Consigne>
En vous appuyant sur le texte ci-dessous consacré à l'éviction d'Emmanuel Faber de Danone, expliquez pourquoi des fonds d'investissement avaient fait de ce dirigeant leur cible ces derniers mois. Répondez en une à trois phrases.

Extrait du document>
⟨
La fronde d'actionnaires qui jugent Danone pas assez rentable a finalement eu raison d'Emmanuel Faber: le patron du fleuron français de l'agroalimentaire a été évincé avec effet immédiat, a annoncé le groupe lundi.
Connu pour défendre un capitalisme libéré du court-termisme, plus vert et plus social, Emmanuel Faber était devenu la cible ces derniers mois de fonds d'investissement qui le rendaient responsable de performances jugées moins bonnes que celles de concurrents comme Nestlé ou Unilever.
Son départ a été acté par le conseil d'administration, dont Gilles Schnepp, ex-patron historique du fabricant de matériel électrique Legrand, va prendre la présidence, a détaillé Danone lundi dans son communiqué.
Et en attendant de trouver un nouveau directeur général "d'envergure internationale", un duo intérimaire a été désigné "pour assurer la continuité de l'opérationnel": il est composé d'une directrice générale, Véronique Penchienati-Bosetta, et d'un directeur général délégué, Shane Grant.
L'annonce faisait bondir l'action Danone d'environ 5% lundi matin à la Bourse de Paris.
⟩
Données fournies>
⟨
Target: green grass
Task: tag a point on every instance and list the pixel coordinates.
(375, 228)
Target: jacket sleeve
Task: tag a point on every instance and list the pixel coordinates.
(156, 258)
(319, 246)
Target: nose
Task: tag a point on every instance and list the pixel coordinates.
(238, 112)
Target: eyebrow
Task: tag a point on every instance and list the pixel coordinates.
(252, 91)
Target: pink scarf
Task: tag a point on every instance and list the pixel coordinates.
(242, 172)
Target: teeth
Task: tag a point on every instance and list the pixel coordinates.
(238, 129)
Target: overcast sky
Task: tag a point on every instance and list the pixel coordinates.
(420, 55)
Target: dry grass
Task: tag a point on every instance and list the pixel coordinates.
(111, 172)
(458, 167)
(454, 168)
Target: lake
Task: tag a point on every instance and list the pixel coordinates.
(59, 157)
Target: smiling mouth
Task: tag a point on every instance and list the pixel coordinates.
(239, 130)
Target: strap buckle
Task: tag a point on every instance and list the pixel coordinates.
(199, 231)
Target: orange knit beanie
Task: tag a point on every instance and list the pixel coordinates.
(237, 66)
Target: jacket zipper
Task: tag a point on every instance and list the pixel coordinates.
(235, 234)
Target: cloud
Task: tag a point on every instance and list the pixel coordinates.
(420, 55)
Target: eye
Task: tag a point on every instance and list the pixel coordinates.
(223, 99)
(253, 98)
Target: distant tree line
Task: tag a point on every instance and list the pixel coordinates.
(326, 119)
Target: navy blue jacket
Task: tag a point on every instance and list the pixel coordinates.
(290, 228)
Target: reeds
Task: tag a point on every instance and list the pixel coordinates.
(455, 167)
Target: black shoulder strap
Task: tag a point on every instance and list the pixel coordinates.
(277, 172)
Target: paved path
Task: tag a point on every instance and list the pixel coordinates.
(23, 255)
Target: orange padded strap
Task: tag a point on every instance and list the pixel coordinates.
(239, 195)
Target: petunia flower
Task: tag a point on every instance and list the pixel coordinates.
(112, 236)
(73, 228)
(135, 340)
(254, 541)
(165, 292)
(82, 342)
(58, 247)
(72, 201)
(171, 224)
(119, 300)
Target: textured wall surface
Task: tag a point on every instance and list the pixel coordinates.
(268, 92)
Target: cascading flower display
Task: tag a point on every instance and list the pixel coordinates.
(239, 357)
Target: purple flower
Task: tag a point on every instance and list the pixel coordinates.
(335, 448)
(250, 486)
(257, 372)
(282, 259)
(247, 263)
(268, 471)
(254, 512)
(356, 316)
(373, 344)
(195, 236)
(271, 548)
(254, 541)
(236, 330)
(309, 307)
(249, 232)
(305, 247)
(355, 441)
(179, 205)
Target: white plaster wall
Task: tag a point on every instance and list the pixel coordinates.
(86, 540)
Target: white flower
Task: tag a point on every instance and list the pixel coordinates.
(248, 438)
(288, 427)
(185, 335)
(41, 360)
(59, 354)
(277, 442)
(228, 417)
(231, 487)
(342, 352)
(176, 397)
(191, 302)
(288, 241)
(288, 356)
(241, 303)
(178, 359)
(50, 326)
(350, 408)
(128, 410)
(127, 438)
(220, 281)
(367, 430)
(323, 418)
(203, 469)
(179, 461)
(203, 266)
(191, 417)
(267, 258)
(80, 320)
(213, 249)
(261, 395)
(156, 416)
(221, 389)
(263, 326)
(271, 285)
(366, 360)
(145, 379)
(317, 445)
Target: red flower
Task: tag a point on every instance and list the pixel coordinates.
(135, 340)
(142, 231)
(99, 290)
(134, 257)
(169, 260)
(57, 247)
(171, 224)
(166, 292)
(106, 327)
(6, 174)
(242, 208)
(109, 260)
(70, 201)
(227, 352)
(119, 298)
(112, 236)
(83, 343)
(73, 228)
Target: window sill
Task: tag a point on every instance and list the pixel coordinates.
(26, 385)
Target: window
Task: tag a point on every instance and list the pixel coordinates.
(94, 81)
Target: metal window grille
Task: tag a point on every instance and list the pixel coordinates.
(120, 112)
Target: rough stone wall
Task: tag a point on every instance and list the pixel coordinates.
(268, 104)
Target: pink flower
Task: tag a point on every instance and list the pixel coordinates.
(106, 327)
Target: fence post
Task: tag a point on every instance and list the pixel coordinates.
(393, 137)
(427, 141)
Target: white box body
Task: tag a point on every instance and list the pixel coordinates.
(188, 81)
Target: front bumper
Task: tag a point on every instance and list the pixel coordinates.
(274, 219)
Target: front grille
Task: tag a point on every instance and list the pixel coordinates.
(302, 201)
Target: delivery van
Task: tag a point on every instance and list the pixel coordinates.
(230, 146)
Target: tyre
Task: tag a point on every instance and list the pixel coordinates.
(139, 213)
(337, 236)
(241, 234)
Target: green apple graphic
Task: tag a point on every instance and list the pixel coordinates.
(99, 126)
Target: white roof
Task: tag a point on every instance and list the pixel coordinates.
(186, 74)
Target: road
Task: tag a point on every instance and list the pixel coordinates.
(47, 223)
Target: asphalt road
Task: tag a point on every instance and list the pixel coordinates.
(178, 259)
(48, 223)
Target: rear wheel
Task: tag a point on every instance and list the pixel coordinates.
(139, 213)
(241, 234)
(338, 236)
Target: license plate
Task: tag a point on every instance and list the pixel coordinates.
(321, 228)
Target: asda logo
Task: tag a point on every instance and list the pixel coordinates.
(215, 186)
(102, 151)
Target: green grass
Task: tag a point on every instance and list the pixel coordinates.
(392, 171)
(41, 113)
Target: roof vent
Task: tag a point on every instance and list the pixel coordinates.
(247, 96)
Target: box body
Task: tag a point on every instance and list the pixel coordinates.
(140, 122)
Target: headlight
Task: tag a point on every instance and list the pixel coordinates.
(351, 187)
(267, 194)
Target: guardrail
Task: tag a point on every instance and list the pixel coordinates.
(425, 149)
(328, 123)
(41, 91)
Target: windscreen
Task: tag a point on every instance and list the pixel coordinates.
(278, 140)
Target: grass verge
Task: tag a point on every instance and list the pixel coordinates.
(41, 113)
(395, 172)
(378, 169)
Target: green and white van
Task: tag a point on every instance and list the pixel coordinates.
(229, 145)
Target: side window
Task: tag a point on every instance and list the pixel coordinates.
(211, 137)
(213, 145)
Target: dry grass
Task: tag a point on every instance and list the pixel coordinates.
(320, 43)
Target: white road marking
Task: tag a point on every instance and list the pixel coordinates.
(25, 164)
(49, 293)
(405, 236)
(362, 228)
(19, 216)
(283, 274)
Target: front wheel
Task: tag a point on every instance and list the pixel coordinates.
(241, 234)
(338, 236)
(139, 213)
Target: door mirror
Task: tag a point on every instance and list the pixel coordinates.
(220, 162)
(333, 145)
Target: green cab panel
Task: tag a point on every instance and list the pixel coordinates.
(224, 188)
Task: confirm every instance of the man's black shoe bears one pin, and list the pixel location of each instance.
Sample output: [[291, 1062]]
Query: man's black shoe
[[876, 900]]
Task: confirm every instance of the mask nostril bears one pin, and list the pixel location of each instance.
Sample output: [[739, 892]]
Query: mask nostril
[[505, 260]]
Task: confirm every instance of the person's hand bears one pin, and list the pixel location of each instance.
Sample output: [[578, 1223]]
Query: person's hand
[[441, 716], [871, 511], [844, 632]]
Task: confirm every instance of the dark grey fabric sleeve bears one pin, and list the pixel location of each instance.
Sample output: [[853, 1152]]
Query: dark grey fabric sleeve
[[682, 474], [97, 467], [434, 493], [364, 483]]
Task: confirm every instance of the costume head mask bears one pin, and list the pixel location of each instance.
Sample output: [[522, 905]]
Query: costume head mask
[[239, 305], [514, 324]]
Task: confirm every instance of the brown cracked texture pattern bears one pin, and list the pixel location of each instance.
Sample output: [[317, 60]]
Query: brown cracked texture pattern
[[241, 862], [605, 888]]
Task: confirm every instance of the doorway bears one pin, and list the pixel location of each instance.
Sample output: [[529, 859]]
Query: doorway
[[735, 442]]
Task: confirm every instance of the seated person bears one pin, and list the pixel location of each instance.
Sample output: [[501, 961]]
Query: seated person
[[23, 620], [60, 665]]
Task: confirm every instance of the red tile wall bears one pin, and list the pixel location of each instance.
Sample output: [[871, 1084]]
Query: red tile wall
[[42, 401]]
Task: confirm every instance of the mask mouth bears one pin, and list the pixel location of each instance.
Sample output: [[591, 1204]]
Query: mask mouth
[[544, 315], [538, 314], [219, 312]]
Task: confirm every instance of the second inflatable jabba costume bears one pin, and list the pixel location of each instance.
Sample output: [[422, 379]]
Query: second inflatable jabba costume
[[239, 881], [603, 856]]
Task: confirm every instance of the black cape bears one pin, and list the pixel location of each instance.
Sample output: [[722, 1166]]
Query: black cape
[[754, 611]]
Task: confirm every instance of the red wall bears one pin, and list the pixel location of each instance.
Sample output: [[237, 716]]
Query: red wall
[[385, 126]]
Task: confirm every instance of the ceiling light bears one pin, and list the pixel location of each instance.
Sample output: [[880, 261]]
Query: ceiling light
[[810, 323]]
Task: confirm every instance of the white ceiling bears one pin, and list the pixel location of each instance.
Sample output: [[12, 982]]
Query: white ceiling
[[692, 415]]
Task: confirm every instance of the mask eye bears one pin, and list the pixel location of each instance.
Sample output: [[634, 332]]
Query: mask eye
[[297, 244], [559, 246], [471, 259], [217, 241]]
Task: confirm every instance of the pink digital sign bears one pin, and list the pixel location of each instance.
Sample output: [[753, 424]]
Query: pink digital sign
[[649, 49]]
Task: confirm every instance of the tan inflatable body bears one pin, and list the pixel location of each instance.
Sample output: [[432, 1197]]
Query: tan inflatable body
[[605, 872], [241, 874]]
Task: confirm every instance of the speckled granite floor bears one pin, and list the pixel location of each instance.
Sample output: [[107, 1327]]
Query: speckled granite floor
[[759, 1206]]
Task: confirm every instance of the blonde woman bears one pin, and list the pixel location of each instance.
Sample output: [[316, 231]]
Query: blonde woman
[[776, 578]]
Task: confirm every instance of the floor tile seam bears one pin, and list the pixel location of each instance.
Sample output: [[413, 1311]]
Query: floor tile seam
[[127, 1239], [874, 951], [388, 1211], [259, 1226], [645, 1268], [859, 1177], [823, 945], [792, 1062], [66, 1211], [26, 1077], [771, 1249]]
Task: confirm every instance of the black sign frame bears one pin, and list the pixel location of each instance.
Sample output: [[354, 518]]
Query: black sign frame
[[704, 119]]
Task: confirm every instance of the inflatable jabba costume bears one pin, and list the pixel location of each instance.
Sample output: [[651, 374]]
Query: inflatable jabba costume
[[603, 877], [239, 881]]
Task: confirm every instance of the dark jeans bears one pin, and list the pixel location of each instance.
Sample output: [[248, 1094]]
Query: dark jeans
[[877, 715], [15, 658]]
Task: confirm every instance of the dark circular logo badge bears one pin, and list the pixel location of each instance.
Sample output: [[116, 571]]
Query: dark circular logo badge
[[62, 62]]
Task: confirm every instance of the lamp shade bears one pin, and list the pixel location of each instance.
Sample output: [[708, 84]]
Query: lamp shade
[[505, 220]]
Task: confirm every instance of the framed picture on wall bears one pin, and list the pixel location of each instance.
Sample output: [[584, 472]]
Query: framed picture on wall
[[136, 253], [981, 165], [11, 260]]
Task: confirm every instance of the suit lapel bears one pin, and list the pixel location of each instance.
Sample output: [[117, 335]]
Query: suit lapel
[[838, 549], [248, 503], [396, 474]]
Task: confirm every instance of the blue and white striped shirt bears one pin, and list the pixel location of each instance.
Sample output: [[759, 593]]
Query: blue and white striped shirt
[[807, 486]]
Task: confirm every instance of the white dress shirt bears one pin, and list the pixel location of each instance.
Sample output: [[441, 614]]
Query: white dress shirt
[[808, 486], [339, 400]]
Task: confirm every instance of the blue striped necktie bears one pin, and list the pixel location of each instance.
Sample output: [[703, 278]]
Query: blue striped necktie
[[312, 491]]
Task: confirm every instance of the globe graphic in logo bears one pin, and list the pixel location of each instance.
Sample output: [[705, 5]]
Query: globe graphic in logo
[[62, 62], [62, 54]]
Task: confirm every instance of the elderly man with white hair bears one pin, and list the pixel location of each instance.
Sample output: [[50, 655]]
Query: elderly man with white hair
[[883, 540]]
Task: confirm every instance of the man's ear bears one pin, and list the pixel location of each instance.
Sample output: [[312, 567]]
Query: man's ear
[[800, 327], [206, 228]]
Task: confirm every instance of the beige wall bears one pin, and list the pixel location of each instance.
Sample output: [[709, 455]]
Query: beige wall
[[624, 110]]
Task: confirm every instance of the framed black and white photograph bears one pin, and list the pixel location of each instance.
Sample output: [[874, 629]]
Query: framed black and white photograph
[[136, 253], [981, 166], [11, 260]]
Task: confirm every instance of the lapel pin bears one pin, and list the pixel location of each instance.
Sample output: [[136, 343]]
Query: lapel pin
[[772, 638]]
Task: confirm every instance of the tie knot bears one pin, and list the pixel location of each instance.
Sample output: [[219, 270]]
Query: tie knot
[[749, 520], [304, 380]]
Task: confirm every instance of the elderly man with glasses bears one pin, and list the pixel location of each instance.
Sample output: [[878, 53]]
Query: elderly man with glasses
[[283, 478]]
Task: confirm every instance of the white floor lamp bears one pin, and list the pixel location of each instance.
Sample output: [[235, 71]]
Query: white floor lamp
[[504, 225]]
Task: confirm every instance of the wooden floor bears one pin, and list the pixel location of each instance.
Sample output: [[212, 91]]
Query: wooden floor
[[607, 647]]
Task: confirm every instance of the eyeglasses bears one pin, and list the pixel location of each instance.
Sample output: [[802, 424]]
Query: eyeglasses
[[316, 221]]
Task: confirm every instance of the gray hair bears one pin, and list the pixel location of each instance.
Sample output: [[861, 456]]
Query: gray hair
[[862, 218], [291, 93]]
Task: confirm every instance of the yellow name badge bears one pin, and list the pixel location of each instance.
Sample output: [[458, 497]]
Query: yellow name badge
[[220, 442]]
⟩
Tâche accomplie>
Ces fonds d'investissement le tenaient pour responsable des performances de Danone, qu'ils jugeaient moins bonnes que celles de concurrents comme Nestlé ou Unilever. Ils estimaient que le groupe n'était pas assez rentable.